Short exercise - Please give each line of the items below as a numbered list, leaving out any blank lines.

Input material -
-=-=-

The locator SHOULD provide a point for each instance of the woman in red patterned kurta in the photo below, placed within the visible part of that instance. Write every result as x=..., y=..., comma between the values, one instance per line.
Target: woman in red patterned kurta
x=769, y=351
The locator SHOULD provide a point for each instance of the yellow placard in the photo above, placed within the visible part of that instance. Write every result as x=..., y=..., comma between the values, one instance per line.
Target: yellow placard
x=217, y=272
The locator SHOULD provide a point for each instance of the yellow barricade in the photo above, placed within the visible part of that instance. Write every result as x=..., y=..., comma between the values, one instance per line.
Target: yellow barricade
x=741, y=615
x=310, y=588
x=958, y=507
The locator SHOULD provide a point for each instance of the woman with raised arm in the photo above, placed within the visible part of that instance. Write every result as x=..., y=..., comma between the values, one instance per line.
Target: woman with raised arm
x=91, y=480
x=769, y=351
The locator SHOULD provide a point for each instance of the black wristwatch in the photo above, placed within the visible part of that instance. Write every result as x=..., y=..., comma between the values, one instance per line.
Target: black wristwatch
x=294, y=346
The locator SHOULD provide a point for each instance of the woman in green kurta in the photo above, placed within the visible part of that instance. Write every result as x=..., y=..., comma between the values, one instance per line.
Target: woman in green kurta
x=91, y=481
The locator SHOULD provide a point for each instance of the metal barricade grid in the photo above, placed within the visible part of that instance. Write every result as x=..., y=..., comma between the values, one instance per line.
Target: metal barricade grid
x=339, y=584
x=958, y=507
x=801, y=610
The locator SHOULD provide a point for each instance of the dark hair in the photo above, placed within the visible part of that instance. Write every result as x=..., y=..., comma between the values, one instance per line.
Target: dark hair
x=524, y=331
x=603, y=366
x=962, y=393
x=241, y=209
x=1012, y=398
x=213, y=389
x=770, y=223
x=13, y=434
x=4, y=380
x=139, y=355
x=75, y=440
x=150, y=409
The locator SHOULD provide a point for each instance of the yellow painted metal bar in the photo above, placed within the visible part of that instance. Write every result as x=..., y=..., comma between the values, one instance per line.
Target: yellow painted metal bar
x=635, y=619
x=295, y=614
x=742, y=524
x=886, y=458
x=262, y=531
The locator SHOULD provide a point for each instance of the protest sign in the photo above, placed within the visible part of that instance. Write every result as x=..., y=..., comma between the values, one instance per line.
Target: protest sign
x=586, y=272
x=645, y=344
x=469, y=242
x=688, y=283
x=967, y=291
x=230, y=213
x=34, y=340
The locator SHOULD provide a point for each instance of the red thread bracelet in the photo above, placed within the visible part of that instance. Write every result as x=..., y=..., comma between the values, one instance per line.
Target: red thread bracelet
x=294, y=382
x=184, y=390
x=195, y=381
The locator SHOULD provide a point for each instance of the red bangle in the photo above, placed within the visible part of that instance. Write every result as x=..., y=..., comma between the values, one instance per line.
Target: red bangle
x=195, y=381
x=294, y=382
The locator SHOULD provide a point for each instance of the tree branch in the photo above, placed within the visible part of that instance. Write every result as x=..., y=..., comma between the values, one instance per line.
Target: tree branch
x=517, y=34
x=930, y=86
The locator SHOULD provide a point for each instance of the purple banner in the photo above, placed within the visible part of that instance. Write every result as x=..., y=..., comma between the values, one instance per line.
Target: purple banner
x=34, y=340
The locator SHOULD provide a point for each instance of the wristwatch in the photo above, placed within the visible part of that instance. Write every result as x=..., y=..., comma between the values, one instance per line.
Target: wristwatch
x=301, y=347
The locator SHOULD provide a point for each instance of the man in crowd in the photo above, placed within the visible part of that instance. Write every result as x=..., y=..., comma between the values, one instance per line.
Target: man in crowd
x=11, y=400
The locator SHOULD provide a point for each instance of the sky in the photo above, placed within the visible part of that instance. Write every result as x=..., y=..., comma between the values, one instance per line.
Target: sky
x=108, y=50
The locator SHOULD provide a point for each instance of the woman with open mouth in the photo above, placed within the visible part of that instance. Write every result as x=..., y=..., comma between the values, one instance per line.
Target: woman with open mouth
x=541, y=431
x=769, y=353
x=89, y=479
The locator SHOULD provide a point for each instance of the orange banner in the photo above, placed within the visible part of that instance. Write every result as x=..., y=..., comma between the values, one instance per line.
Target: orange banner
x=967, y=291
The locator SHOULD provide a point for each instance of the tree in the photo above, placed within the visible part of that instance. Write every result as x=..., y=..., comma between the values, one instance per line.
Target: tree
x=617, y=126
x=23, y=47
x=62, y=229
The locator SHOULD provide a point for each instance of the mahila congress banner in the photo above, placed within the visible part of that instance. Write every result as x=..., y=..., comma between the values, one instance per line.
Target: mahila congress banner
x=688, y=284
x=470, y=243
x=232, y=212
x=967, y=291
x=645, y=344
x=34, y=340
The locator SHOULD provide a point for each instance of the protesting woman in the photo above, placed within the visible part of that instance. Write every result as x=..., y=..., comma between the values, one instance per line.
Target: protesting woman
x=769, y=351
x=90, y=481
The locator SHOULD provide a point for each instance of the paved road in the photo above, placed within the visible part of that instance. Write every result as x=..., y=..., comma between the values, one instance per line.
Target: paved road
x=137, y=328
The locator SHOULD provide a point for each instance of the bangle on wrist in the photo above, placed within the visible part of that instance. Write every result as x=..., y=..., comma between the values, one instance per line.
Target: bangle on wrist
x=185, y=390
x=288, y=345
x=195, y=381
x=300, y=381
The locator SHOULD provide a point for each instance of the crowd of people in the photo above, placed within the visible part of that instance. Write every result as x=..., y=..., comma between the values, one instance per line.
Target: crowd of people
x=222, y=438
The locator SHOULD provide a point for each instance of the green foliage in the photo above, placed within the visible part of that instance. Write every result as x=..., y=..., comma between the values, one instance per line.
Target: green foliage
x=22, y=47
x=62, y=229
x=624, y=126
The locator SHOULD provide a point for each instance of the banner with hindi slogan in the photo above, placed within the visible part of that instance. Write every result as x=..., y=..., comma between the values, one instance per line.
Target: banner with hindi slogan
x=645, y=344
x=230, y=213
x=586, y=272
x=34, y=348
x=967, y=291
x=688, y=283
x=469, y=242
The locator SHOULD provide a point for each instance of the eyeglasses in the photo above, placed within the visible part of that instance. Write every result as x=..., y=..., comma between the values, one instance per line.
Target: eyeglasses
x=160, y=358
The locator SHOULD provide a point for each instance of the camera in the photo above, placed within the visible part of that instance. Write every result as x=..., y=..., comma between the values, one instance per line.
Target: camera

-=-=-

Finished answer -
1. The locator SHOULD provide a point for each instance of the woman in red patterned kurta in the photo below, placed within the visible part of that instance. Write every result as x=..., y=..., comma between the values, one instance per line.
2. Target: woman in red patterned kurta
3. x=769, y=351
4. The locator SHOULD provide a point for each instance of the yellow placard in the photo above, placed within the visible part of that instance. Write every result as x=..., y=..., comma between the values, one instance per line.
5. Target: yellow placard
6. x=217, y=272
7. The locator SHOULD provide a point for each instance of the yellow barricade in the photo above, placed within the visible part of that instance. Write every result as x=..., y=..., comma between the values, one instance per line.
8. Target: yellow barricade
9. x=741, y=615
10. x=310, y=588
11. x=958, y=507
12. The locator SHOULD provide a point for each instance of the woman with raised arm in the photo above, placed within the visible part of that instance. Write every result as x=..., y=..., comma between the values, one instance per line.
13. Target: woman with raised arm
14. x=91, y=480
15. x=769, y=351
16. The locator SHOULD provide a point for each instance of the black wristwatch in the photo above, placed within the visible part of that instance. Write every result as x=..., y=..., comma between the values, one instance per line.
17. Target: black wristwatch
18. x=294, y=346
19. The locator SHOULD provide a point for each instance of the woman in green kurta in the photo above, placed within the visible part of that instance. Write every result as x=..., y=..., comma between the values, one instance per line.
20. Target: woman in green kurta
21. x=91, y=481
22. The locator SHOULD provide a point for each instance of the metal barricade grid in the photo above, placed within the visible part of that instance. Write every result as x=..., y=..., comma between the values, one instance per line.
23. Target: metal barricade grid
24. x=339, y=584
25. x=958, y=507
26. x=801, y=610
27. The locator SHOULD provide a point for each instance of the dark hair in the photo above, placed within the visible part of that instance. Write every result as x=..., y=..., comma between the values, one instance per line.
28. Target: dark hair
29. x=524, y=331
30. x=603, y=366
31. x=962, y=393
32. x=241, y=209
33. x=1012, y=398
34. x=213, y=389
35. x=770, y=223
36. x=13, y=434
37. x=4, y=380
38. x=139, y=355
39. x=75, y=440
40. x=150, y=409
41. The locator SHOULD provide a point for each instance of the yellow painted metal bar in the photo above, placed within the visible part of that instance. Write every result as x=..., y=..., comma between the values, one instance per line.
42. Target: yellow painted metal bar
43. x=635, y=619
44. x=295, y=614
45. x=742, y=524
46. x=886, y=458
47. x=262, y=531
48. The locator SHOULD provide a point for each instance of the protest sign in the photo above, placed within the visible part of that instance. Write every result as x=..., y=..., comma between the values, one instance per line.
49. Target: protest sign
50. x=586, y=272
51. x=645, y=344
52. x=469, y=242
53. x=688, y=283
54. x=967, y=291
55. x=230, y=213
56. x=34, y=340
57. The locator SHOULD provide a point for each instance of the red thread bracelet in the photo above, placed within the visible part of that instance. Write every result as x=..., y=..., comma between the values, one instance per line.
58. Target: red thread bracelet
59. x=294, y=382
60. x=184, y=390
61. x=195, y=381
62. The locator SHOULD provide a point for each instance of the red bangle in the photo above, placed within the visible part of that instance. Write every result as x=..., y=..., comma between the values, one instance per line.
63. Target: red bangle
64. x=195, y=381
65. x=294, y=382
66. The locator SHOULD provide a point for each instance of the tree branch in the photo above, placed within the visible part of that instance. Write every result as x=..., y=..., comma between the values, one instance per line.
67. Target: tree branch
68. x=517, y=34
69. x=930, y=86
70. The locator SHOULD provide a point for each instance of the purple banner in the photo above, placed within the visible part of that instance. Write every result as x=..., y=..., comma between the values, one instance per line.
71. Target: purple banner
72. x=34, y=340
73. The locator SHOULD provide a point for each instance of the wristwatch in the photo above, placed within the visible part of that instance. Write every result as x=..., y=..., comma between the values, one instance per line.
74. Target: wristwatch
75. x=301, y=347
76. The locator SHOULD provide a point for each instance of the man in crowd in the photo above, placed within the visible part of that instance. Write every result as x=..., y=..., comma between the values, one instance per line.
77. Target: man in crowd
78. x=11, y=400
79. The locator SHOULD provide a point for each instance of the sky in the photo above, placed within the visible part of that instance. Write every result as x=..., y=..., comma between the values, one instance per line.
80. Target: sky
81. x=108, y=50
82. The locator SHOULD provide a point for each instance of the woman with open mouth in the photo above, placed within the visible part of that instance. Write every result as x=..., y=..., comma between the values, one instance per line.
83. Target: woman with open mouth
84. x=541, y=431
85. x=769, y=353
86. x=89, y=479
87. The locator SHOULD provide a point for each instance of the orange banner in the photo above, placed within the visible part of that instance. Write every result as x=..., y=..., comma between the values, one instance per line.
88. Target: orange banner
89. x=967, y=291
90. The locator SHOULD provide a point for each instance of the tree in the photo above, placed within the visible part of that instance. Write every result as x=..., y=..., comma between the values, one instance per line.
91. Target: tree
92. x=617, y=126
93. x=23, y=47
94. x=62, y=229
95. The locator SHOULD provide a point for each instance of the mahila congress banner in the photo above, placed within the visible part of that instance. Write every result as x=..., y=..., comma between the values, one instance per line.
96. Target: mahila congress banner
97. x=688, y=284
98. x=470, y=243
99. x=232, y=212
100. x=967, y=291
101. x=645, y=344
102. x=34, y=340
103. The locator SHOULD provide a point for each instance of the protesting woman in the photo above, placed within the visible part of that instance. Write every result as x=..., y=..., comma between the values, one instance per line.
104. Target: protesting woman
105. x=769, y=351
106. x=90, y=481
107. The locator SHOULD provide a point for each instance of the paved road in the photo above, placed within the visible part of that instance. Write every result as x=..., y=..., comma between the values, one instance per line.
108. Target: paved road
109. x=137, y=328
110. The locator SHOULD provide a point for each instance of the bangle on wrist in the photo above, placed within the visible part of that instance. Write every result as x=..., y=..., comma between the values, one instance per line.
111. Target: bangle on wrist
112. x=185, y=390
113. x=288, y=345
114. x=195, y=381
115. x=300, y=381
116. The locator SHOULD provide a point for each instance of the crowd of people in the photo above, placed within the visible part of that instance. Write every result as x=..., y=..., comma between the values, one instance per line.
117. Target: crowd of people
118. x=222, y=438
119. The locator SHOULD provide a point for each instance of the green foliage in the photo above, placed within the visible part of that instance. Write every result as x=..., y=..., comma between the values, one instance per line.
120. Target: green foliage
121. x=22, y=47
122. x=62, y=229
123. x=624, y=126
124. The locator SHOULD provide a point for each instance of the banner with hindi slogan in the photo above, placed within the visible part of that instance. Write every result as x=..., y=..., comma between the values, one instance per line.
125. Target: banner with hindi slogan
126. x=645, y=344
127. x=230, y=213
128. x=586, y=272
129. x=34, y=348
130. x=967, y=291
131. x=688, y=283
132. x=469, y=242
133. The locator SHOULD provide a point for each instance of the eyeglasses in the photo above, placed within the visible part of that instance. Write every result as x=..., y=..., comma between the values, one instance per line.
134. Target: eyeglasses
135. x=160, y=358
136. The locator SHOULD provide a point for each instance of the camera in the photo above, placed within the visible part of that instance. Write every result as x=..., y=..., comma between the values, one instance per line.
137. Target: camera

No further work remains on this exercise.